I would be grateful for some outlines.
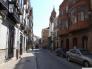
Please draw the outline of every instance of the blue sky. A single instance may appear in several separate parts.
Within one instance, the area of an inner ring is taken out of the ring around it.
[[[49,26],[49,18],[53,7],[58,14],[59,5],[62,0],[31,0],[31,6],[33,7],[33,32],[34,35],[41,37],[43,28]]]

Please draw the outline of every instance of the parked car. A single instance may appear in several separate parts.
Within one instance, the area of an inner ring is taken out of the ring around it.
[[[85,67],[92,66],[92,53],[85,49],[70,49],[66,54],[68,61],[80,63]]]
[[[66,49],[64,49],[64,48],[56,49],[55,53],[56,53],[57,56],[66,57]]]

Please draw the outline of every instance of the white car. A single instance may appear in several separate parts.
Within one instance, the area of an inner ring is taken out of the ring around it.
[[[85,49],[70,49],[66,52],[67,60],[82,64],[85,67],[92,67],[92,54]]]

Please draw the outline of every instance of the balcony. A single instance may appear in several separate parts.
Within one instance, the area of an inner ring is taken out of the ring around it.
[[[15,22],[15,23],[20,23],[20,17],[18,15],[17,11],[13,11],[13,13],[8,13],[8,16]]]
[[[66,29],[58,29],[58,33],[59,35],[66,35],[69,33],[69,30],[66,28]]]
[[[0,0],[0,10],[8,10],[8,0]]]
[[[78,23],[72,24],[69,27],[69,32],[82,30],[82,29],[88,28],[89,26],[90,26],[90,23],[88,21],[79,21]]]

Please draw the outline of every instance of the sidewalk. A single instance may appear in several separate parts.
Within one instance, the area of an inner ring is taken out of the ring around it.
[[[9,60],[8,62],[5,62],[3,64],[0,64],[0,69],[16,69],[16,66],[19,64],[19,62],[22,60],[24,61],[23,58],[26,58],[26,57],[30,57],[30,60],[32,61],[31,63],[31,67],[32,69],[36,69],[36,68],[33,68],[33,67],[36,67],[36,61],[35,61],[35,58],[31,58],[31,56],[34,56],[32,53],[24,53],[22,56],[21,56],[21,59],[18,59],[16,60],[15,58],[12,58],[11,60]],[[27,60],[27,59],[26,59]],[[22,69],[22,68],[21,68]]]

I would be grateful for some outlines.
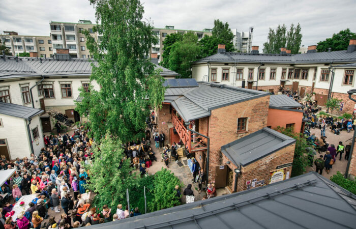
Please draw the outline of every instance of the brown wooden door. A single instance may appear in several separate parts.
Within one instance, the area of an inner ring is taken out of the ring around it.
[[[69,110],[66,110],[66,114],[68,117],[69,119],[74,119],[74,110],[71,109]]]
[[[40,105],[41,106],[41,109],[46,112],[46,108],[44,105],[44,99],[43,98],[40,99]]]
[[[226,186],[227,166],[220,165],[215,167],[215,187],[223,188]]]
[[[7,142],[6,139],[0,139],[0,156],[4,155],[10,161]]]
[[[299,93],[301,96],[301,98],[304,98],[305,95],[305,88],[301,88],[301,92]]]
[[[42,123],[43,132],[51,132],[52,131],[49,117],[41,117],[41,122]]]
[[[247,89],[252,89],[252,84],[253,82],[247,82]]]
[[[292,86],[292,90],[293,92],[298,91],[298,86],[299,85],[299,82],[293,82],[293,85]]]
[[[328,95],[322,94],[316,94],[315,100],[317,102],[319,106],[325,106],[327,102]]]

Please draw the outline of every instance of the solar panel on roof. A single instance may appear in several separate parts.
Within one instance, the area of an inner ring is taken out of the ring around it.
[[[198,87],[198,83],[196,82],[195,79],[186,79],[190,86]]]
[[[189,85],[189,84],[187,81],[187,79],[179,79],[178,83],[179,83],[181,87],[188,87]]]

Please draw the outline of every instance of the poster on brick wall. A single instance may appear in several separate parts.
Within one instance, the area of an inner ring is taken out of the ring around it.
[[[271,171],[270,174],[270,184],[282,181],[285,178],[285,168]]]

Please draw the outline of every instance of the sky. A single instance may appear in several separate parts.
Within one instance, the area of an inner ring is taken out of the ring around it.
[[[267,41],[270,27],[301,24],[302,44],[312,45],[349,28],[356,32],[354,0],[141,0],[143,19],[156,27],[211,28],[214,20],[227,22],[231,29],[248,32],[254,27],[253,45]],[[88,0],[0,0],[0,33],[49,36],[50,21],[95,21],[95,11]]]

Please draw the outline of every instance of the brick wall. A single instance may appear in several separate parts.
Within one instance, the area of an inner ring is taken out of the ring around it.
[[[209,120],[210,137],[209,181],[215,181],[215,166],[221,164],[222,146],[265,127],[270,96],[264,96],[212,110]],[[248,118],[248,132],[237,133],[238,119]]]
[[[169,140],[169,130],[168,126],[168,123],[171,123],[171,114],[169,113],[170,105],[162,104],[162,109],[158,110],[156,108],[155,110],[156,114],[156,123],[157,124],[157,128],[160,133],[162,131],[165,135],[165,144],[168,142]],[[165,124],[162,124],[162,123]]]
[[[321,94],[328,96],[329,90],[327,89],[321,89],[320,88],[314,88],[314,92],[316,94]],[[345,93],[346,92],[345,92]],[[333,92],[332,94],[333,98],[336,98],[338,99],[341,99],[344,102],[344,106],[342,109],[342,112],[347,112],[352,113],[353,112],[353,108],[355,106],[355,102],[350,100],[348,98],[348,94],[347,93],[339,93],[337,92]],[[356,95],[353,95],[352,98],[356,99]]]
[[[356,177],[356,144],[354,144],[353,146],[353,151],[352,151],[352,156],[351,158],[348,173],[353,178]]]
[[[277,166],[282,164],[291,163],[293,162],[294,148],[295,144],[293,144],[282,149],[275,153],[268,155],[261,159],[256,161],[246,167],[241,168],[241,173],[239,175],[238,181],[237,191],[241,191],[247,190],[247,185],[246,182],[253,179],[257,179],[257,181],[264,180],[264,185],[266,185],[270,183],[270,173],[275,170]],[[226,156],[223,154],[222,164],[226,164],[228,161]],[[237,167],[233,163],[227,164],[227,166],[233,171]],[[292,167],[289,166],[285,168],[285,173],[289,172],[289,178],[291,173]],[[232,187],[235,185],[235,178],[234,176]],[[261,185],[256,185],[254,188],[260,187]]]

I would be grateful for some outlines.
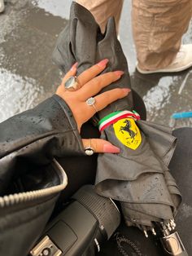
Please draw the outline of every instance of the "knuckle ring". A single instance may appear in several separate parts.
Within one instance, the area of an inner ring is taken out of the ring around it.
[[[91,147],[91,139],[90,139],[90,143],[89,147],[86,147],[85,148],[85,152],[87,156],[92,156],[94,153],[94,148]]]
[[[80,82],[76,76],[70,77],[64,84],[65,90],[69,91],[77,90],[81,88]]]
[[[87,100],[86,100],[86,104],[88,106],[91,106],[91,107],[94,107],[95,112],[97,113],[98,112],[98,109],[97,108],[95,107],[95,99],[94,97],[90,97]]]

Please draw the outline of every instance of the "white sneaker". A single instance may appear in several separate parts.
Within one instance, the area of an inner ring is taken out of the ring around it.
[[[4,0],[0,0],[0,13],[5,9]]]
[[[181,45],[175,60],[168,67],[156,70],[142,70],[137,64],[138,72],[143,74],[172,73],[185,70],[192,66],[192,44]]]

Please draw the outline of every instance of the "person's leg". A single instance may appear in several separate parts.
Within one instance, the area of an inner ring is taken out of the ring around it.
[[[168,66],[180,50],[191,15],[191,0],[133,0],[138,68],[156,70]]]
[[[104,32],[109,17],[115,17],[118,31],[123,0],[76,0],[76,2],[93,14],[102,32]]]

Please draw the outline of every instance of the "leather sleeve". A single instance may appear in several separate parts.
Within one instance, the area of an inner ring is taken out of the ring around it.
[[[0,192],[33,166],[48,165],[55,157],[84,154],[72,113],[55,95],[0,124]]]

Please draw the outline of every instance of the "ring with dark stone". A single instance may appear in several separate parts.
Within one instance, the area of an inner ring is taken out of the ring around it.
[[[70,77],[65,82],[64,87],[67,90],[74,91],[81,87],[78,78],[76,76]]]
[[[97,108],[95,107],[94,104],[95,104],[95,99],[94,97],[90,97],[86,100],[86,104],[88,106],[91,106],[94,108],[95,112],[98,112]]]

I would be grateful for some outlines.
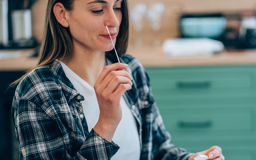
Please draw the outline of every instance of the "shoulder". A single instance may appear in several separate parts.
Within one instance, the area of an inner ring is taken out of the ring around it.
[[[129,65],[126,69],[133,78],[138,88],[146,85],[150,85],[149,78],[146,70],[134,57],[126,55],[121,57],[123,63]]]
[[[15,93],[16,99],[26,99],[40,105],[46,99],[59,97],[60,90],[58,82],[50,67],[37,68],[26,75],[19,83]]]

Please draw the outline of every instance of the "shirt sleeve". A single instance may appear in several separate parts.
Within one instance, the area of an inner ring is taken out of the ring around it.
[[[171,136],[166,130],[162,117],[154,100],[150,86],[149,77],[145,72],[149,89],[147,96],[153,115],[153,148],[152,157],[155,160],[185,160],[193,153],[178,147],[170,142]]]
[[[71,131],[64,127],[65,124],[58,117],[64,113],[57,113],[56,106],[47,106],[45,109],[27,100],[20,100],[17,106],[13,105],[22,159],[109,160],[119,148],[92,130],[81,142],[80,150],[74,153]]]

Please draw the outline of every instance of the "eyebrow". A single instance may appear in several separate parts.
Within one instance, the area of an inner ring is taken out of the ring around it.
[[[116,0],[116,2],[118,1],[119,1],[120,0]],[[92,3],[104,3],[104,4],[108,4],[108,2],[106,1],[105,1],[104,0],[95,0],[94,1],[91,2],[89,2],[88,3],[87,3],[88,5],[90,4],[92,4]]]

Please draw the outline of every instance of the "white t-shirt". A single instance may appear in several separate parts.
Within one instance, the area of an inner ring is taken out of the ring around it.
[[[62,62],[61,64],[66,76],[79,93],[84,97],[81,102],[83,111],[90,132],[97,123],[99,115],[99,105],[93,87],[73,72]],[[112,140],[120,148],[111,158],[113,160],[139,160],[140,145],[135,118],[122,96],[122,117]]]

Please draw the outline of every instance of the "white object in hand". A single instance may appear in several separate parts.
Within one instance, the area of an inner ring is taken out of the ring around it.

···

Directions:
Please report how many lines in the data above contain the string "shirt", counting only exact-case matches. Give only the number.

Written solution:
2